> ABOUT THIS EXERCISE
Records follow. Pull out every line that contains "canopy".

┌─ SUPPLIED MATERIAL

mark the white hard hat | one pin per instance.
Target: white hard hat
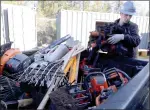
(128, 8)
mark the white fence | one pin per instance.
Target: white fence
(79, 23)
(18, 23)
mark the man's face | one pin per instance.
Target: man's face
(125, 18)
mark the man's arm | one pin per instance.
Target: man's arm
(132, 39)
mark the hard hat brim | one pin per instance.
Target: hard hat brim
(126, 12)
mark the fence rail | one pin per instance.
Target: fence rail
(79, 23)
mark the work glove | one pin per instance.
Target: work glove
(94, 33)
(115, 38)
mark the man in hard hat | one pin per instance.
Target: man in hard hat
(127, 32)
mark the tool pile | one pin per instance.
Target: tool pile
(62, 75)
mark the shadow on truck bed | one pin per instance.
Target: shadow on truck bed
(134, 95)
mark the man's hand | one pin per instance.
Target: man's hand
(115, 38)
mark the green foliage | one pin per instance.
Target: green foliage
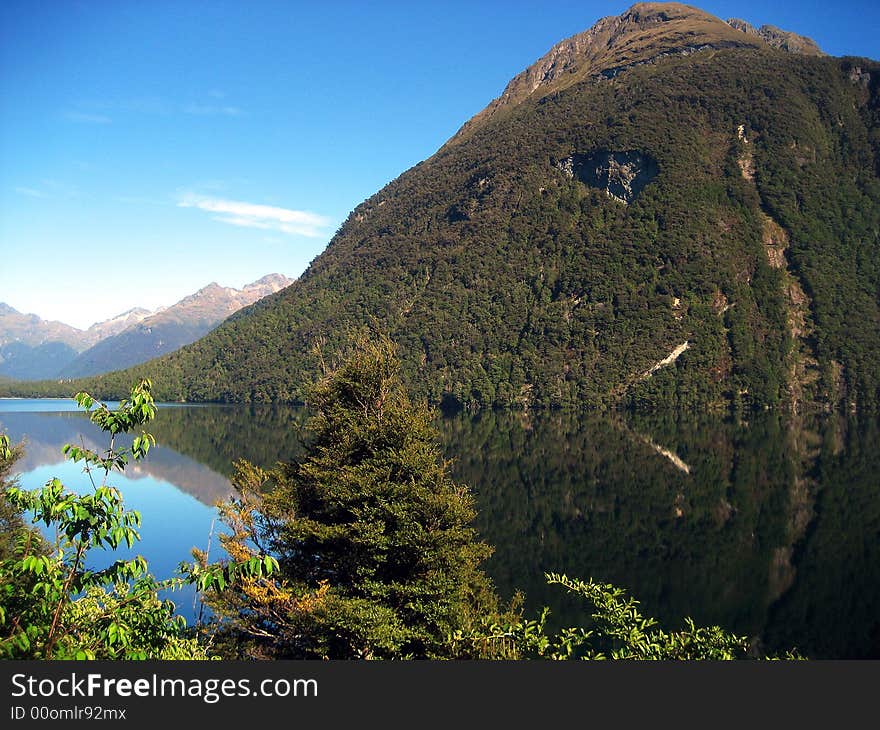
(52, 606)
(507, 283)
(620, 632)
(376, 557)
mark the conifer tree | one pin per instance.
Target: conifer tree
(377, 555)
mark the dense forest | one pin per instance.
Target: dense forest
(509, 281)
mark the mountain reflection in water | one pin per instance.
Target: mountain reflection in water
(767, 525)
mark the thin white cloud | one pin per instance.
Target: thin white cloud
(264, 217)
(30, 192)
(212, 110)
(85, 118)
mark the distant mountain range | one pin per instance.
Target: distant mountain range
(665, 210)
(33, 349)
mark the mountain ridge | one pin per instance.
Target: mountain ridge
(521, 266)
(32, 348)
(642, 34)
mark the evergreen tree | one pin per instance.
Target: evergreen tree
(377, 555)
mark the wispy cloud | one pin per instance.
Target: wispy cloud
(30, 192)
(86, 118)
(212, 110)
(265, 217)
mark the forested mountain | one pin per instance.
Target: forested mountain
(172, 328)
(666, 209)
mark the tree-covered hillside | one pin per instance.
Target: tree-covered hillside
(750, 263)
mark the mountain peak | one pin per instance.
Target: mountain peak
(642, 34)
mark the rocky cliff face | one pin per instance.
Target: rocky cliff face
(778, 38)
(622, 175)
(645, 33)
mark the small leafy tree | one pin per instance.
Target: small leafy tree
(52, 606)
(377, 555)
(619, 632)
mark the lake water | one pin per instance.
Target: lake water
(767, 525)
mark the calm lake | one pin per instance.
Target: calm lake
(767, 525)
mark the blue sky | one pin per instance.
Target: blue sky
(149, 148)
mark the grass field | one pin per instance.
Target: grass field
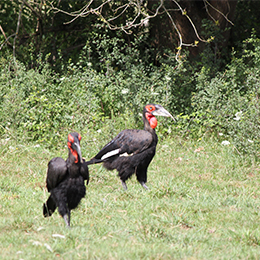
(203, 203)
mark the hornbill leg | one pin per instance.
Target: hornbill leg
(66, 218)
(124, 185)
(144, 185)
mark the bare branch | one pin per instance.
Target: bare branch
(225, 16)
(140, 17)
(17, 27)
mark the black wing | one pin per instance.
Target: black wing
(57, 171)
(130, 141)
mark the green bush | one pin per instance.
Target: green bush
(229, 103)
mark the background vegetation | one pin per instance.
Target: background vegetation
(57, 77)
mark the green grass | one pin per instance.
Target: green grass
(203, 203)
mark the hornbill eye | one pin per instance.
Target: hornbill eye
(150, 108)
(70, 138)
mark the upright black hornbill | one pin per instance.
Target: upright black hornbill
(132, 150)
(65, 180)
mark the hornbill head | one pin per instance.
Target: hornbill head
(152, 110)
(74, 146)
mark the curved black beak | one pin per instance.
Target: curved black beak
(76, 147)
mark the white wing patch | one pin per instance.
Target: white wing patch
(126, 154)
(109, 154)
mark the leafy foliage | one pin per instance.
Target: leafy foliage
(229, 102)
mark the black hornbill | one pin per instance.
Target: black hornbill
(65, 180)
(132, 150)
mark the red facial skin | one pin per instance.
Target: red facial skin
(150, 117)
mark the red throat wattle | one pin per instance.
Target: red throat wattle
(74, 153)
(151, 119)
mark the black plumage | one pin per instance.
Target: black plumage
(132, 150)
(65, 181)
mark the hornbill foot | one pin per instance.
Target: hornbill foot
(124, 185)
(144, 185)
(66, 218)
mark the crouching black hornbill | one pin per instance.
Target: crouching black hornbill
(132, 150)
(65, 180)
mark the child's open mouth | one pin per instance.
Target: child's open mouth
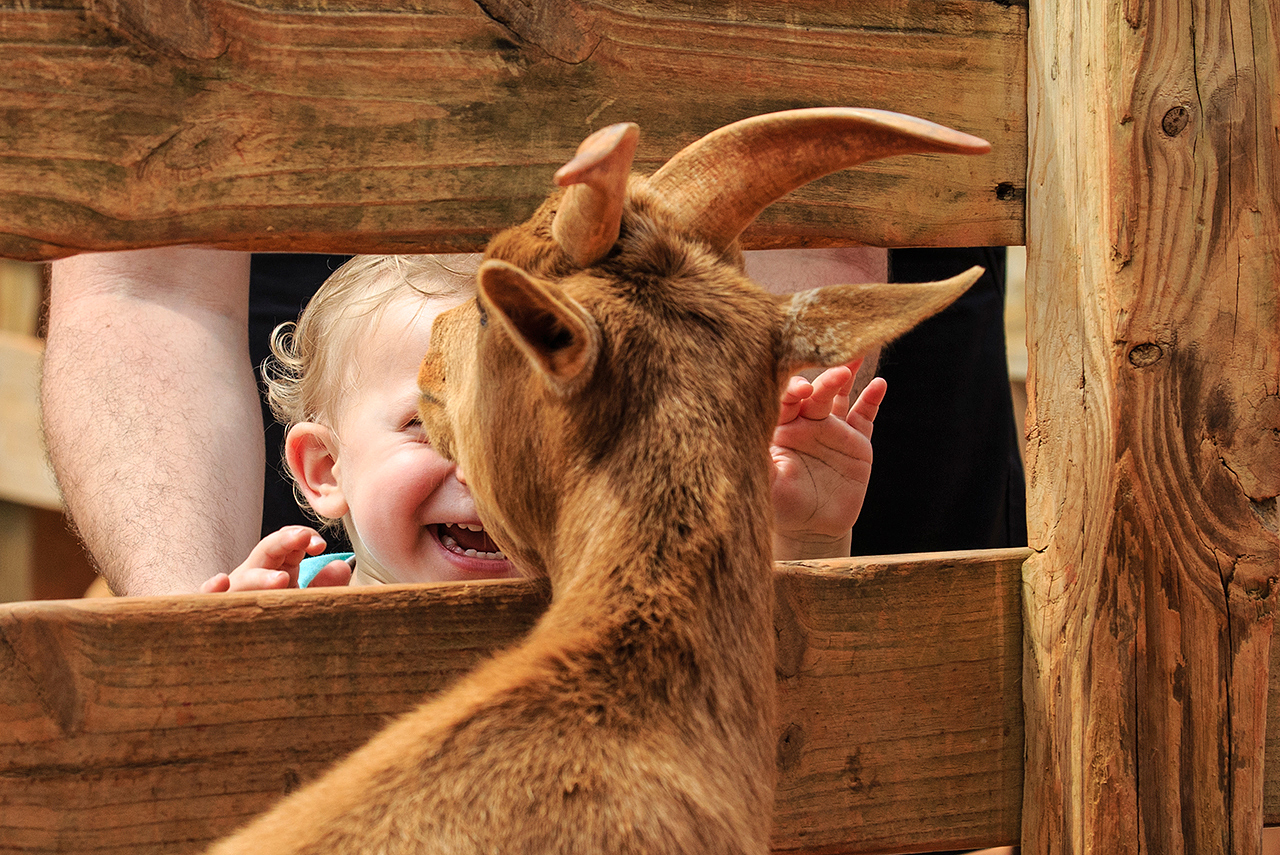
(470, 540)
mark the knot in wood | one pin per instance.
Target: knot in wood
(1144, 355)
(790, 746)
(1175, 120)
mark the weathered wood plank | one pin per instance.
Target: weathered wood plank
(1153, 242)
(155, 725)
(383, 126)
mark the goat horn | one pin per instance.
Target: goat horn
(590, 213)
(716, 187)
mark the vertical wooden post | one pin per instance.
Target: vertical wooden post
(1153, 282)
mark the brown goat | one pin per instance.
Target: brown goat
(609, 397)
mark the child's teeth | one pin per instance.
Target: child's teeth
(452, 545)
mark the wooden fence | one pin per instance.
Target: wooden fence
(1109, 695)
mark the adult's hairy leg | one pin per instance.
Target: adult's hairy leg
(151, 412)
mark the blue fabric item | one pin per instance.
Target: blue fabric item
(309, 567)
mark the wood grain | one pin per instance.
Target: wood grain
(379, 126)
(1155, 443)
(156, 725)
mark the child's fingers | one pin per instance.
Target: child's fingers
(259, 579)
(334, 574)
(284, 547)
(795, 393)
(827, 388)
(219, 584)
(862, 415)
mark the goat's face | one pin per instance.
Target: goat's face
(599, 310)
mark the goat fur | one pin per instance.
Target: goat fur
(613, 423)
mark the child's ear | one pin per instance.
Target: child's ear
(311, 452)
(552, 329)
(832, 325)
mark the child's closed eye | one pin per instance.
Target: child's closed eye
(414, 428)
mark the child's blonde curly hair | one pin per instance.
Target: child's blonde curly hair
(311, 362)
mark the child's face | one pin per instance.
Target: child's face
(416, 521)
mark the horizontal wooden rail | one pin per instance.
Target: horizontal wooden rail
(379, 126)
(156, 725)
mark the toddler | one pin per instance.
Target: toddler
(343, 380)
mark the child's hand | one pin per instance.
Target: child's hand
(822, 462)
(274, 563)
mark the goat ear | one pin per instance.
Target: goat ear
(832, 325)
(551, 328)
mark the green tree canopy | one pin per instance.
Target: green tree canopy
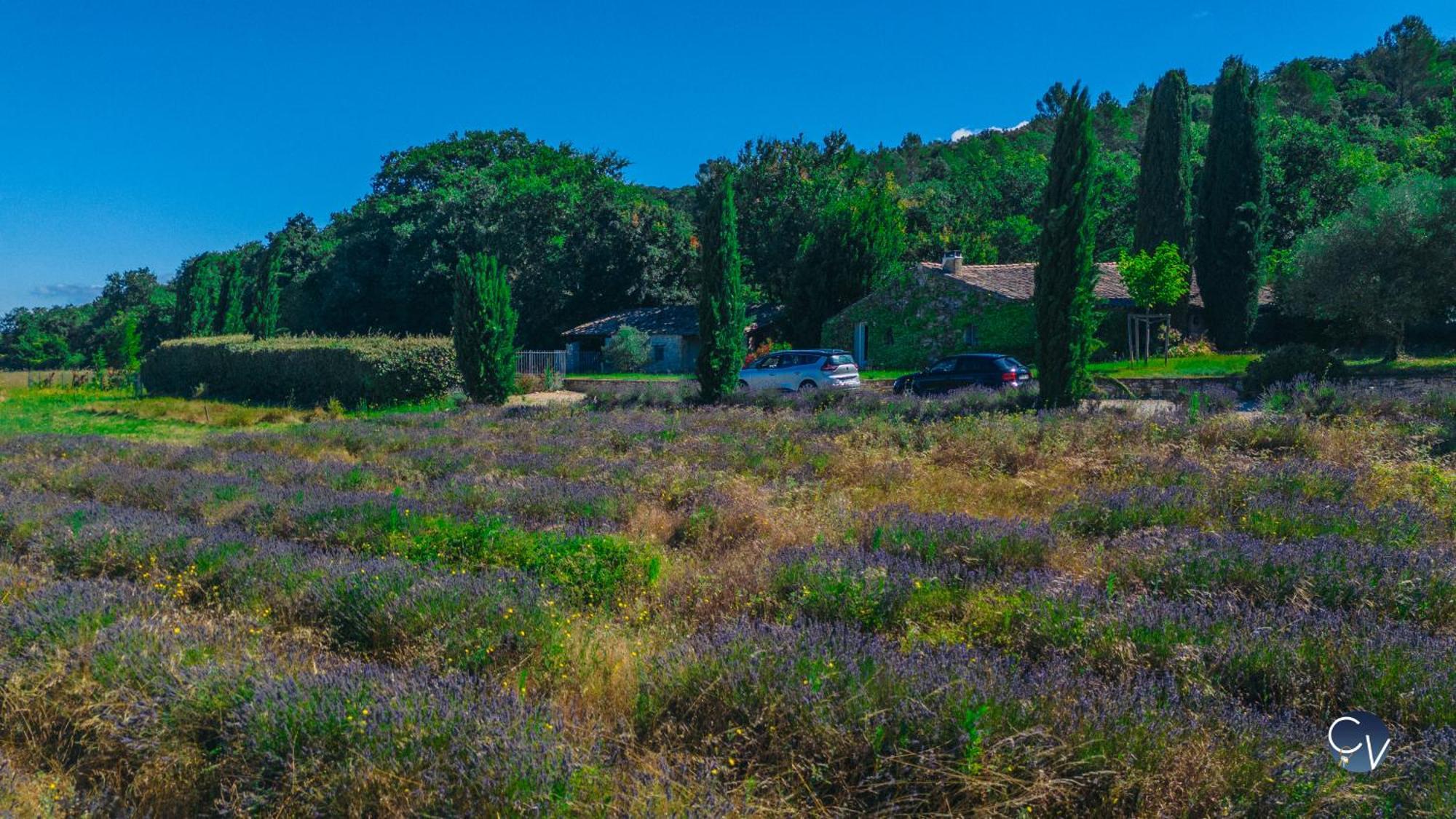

└─

> OUTPUT
mark the green tree canopy | one pin per instance.
Target: green tree canopy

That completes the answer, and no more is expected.